TO BE DONE =
Reproduce the lines starting at the one containing "Target: snowy mountain in painting" and ending at the one containing "(217, 158), (267, 200)", substituting "snow-capped" for "snowy" and leaving everything else unchanged.

-- DATA start --

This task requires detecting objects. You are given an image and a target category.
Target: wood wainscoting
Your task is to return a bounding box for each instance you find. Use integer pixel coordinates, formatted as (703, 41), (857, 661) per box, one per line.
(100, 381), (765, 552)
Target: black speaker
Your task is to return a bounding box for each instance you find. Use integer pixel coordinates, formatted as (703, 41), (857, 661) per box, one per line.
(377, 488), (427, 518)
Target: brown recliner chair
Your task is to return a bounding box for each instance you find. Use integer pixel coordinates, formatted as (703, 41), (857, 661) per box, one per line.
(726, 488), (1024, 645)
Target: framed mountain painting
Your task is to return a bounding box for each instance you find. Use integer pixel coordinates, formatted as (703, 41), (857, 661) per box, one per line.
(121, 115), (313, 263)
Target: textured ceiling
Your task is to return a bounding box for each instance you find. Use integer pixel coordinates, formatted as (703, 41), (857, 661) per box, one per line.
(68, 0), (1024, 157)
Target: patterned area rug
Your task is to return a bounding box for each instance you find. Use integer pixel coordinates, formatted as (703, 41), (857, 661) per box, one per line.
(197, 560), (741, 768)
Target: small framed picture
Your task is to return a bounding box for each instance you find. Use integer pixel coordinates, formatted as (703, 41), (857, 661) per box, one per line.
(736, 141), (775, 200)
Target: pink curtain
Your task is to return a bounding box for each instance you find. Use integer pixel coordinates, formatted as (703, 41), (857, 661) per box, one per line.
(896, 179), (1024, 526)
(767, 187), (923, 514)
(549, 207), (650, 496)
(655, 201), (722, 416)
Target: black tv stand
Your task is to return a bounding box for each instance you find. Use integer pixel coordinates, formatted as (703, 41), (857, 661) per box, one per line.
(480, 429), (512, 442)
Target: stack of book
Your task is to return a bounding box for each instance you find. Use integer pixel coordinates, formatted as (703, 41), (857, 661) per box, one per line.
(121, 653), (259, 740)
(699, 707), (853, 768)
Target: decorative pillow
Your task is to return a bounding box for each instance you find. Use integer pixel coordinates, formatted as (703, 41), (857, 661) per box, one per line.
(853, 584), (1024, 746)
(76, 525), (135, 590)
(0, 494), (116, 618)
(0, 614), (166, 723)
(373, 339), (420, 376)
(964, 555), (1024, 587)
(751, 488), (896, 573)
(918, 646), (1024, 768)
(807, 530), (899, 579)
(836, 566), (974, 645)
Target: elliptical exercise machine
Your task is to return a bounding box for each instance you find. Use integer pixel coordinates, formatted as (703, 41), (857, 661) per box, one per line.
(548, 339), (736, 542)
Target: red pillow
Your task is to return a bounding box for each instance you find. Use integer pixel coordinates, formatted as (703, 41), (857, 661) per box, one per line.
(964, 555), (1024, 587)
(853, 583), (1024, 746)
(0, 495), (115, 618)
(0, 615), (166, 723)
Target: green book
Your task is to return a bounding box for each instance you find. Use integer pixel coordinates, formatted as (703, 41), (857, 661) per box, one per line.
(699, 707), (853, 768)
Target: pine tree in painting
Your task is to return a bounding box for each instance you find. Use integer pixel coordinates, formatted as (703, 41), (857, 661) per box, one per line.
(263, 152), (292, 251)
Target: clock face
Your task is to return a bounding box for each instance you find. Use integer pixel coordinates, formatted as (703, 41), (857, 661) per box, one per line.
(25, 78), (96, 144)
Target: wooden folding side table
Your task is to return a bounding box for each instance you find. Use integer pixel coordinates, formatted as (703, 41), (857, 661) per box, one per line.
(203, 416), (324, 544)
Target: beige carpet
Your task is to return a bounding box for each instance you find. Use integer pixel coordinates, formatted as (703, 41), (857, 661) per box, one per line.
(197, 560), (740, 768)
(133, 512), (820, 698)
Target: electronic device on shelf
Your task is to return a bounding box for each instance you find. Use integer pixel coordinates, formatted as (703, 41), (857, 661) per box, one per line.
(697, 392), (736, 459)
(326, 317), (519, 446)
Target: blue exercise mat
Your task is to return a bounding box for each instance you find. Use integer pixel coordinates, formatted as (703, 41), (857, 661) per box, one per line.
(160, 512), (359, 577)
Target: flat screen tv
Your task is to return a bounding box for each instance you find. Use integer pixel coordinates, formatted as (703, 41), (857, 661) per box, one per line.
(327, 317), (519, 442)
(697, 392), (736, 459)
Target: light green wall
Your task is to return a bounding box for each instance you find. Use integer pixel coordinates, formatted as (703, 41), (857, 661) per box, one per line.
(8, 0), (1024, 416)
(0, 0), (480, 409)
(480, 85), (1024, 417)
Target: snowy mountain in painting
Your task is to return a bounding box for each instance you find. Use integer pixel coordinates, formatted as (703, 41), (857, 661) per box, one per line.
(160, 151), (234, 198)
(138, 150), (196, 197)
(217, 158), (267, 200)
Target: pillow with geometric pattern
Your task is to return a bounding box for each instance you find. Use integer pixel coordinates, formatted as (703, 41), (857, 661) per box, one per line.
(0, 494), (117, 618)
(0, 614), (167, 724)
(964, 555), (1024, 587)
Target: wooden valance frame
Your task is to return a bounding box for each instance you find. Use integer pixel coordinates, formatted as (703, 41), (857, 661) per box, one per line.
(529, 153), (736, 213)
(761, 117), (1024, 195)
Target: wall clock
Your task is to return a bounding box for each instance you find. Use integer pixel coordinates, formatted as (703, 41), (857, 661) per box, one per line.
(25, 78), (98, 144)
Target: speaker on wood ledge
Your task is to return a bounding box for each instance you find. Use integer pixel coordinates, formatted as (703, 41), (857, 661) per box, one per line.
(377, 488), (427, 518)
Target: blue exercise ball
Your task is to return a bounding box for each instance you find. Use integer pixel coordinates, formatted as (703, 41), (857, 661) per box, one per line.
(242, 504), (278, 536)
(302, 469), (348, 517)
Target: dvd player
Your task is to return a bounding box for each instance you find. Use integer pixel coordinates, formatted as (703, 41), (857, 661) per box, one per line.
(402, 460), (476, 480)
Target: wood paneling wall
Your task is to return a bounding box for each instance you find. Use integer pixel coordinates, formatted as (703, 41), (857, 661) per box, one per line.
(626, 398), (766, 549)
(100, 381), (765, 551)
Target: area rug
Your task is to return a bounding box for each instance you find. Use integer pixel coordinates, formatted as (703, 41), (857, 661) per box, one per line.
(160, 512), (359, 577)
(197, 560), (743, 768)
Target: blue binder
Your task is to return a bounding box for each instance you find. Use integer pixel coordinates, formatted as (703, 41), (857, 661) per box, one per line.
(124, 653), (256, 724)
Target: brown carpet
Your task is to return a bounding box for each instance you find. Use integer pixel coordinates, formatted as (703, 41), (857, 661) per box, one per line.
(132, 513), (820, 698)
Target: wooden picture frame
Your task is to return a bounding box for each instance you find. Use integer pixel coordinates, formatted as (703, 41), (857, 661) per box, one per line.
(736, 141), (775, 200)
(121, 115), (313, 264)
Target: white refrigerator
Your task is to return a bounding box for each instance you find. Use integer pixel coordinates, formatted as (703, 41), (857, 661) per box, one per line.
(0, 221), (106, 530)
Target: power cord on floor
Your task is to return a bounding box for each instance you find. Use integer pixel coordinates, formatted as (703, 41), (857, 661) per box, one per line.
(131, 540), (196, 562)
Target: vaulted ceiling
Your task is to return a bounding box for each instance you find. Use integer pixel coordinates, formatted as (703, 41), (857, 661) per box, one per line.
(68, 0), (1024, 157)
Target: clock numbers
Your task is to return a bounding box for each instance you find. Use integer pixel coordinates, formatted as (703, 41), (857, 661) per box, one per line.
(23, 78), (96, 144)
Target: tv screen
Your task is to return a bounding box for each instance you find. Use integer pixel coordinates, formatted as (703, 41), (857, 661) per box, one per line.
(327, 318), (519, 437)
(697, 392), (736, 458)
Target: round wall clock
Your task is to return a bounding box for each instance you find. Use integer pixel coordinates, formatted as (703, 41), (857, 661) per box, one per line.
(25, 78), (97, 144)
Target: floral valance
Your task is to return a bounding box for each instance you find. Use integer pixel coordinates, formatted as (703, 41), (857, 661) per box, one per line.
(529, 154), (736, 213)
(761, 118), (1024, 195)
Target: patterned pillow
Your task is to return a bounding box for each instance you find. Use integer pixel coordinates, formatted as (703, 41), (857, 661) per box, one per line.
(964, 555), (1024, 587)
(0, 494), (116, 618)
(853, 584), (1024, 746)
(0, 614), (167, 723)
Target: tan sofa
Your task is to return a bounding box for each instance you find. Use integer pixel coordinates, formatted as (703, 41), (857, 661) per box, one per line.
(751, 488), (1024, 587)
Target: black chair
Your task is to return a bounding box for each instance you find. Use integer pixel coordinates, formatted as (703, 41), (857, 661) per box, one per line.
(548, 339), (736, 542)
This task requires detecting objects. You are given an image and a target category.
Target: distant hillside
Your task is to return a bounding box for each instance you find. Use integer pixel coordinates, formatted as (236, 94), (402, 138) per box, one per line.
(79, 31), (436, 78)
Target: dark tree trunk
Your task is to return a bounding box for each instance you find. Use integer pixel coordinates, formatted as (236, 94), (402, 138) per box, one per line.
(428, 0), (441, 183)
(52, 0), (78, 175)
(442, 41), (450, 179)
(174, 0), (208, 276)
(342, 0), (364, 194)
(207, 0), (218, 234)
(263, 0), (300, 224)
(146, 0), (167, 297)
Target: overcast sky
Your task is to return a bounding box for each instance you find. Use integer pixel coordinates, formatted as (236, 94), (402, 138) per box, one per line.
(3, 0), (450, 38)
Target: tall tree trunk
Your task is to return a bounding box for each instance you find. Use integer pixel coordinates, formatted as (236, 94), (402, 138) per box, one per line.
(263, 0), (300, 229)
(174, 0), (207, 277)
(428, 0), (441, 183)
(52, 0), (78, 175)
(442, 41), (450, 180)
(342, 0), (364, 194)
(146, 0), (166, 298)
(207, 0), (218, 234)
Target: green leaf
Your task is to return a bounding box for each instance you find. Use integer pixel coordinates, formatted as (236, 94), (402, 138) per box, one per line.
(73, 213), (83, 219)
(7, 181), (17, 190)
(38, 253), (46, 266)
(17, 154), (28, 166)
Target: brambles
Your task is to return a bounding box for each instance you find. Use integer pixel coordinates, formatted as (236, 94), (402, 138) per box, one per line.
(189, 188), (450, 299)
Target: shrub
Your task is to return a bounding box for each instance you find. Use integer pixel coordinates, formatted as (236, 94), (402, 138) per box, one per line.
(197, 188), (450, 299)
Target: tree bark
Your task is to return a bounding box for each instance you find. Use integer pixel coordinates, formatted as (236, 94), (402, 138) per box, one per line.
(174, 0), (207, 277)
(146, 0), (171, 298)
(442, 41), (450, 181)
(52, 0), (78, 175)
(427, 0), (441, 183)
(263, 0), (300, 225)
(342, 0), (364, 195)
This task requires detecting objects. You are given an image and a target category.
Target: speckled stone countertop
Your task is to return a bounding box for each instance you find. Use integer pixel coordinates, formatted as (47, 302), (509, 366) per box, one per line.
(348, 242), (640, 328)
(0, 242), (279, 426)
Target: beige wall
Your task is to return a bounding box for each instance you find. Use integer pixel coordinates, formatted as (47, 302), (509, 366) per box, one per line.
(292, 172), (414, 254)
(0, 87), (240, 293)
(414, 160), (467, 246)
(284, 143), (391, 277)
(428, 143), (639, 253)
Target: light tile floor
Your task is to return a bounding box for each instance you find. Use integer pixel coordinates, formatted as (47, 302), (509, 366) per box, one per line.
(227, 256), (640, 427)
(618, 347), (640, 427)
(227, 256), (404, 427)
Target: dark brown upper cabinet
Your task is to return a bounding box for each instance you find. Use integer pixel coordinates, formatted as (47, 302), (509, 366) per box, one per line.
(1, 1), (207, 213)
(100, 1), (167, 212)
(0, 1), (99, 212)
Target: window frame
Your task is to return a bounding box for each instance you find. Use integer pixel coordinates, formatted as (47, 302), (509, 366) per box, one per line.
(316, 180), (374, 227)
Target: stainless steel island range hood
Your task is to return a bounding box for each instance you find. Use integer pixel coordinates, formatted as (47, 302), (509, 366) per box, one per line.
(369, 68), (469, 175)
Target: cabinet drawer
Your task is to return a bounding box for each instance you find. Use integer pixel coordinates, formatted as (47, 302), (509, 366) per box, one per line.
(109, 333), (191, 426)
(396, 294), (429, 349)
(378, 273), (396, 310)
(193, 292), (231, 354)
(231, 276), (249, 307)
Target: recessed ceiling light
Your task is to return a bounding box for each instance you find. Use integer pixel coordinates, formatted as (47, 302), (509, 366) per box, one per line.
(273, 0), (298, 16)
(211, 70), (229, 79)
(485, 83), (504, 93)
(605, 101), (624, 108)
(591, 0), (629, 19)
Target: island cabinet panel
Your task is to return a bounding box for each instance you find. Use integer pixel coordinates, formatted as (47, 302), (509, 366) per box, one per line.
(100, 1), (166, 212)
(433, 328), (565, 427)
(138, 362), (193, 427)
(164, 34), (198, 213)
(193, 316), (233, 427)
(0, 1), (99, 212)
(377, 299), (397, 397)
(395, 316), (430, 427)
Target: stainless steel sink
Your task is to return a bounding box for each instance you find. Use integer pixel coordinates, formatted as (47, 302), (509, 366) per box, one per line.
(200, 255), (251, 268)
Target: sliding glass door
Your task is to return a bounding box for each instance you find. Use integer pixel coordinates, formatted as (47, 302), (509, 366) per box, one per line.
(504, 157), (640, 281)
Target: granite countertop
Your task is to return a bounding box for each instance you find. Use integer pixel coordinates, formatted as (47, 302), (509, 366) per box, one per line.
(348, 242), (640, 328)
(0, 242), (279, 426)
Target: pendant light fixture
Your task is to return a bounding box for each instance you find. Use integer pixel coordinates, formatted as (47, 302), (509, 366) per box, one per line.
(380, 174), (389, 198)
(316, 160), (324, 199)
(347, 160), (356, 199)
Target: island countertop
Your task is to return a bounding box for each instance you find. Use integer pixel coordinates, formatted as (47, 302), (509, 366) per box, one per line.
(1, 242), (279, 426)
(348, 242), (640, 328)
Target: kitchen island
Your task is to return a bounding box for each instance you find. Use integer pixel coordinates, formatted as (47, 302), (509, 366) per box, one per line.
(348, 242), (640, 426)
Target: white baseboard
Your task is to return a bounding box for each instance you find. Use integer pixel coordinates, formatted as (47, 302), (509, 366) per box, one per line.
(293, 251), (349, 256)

-- DATA end --

COMPLETE RESPONSE =
Target: snow-capped mountain in painting
Your task is to return a bounding box for each instance you find. Use integer pixel coordinates, formatted as (703, 41), (857, 661) per box, one per line.
(160, 151), (234, 198)
(138, 150), (196, 197)
(217, 158), (267, 200)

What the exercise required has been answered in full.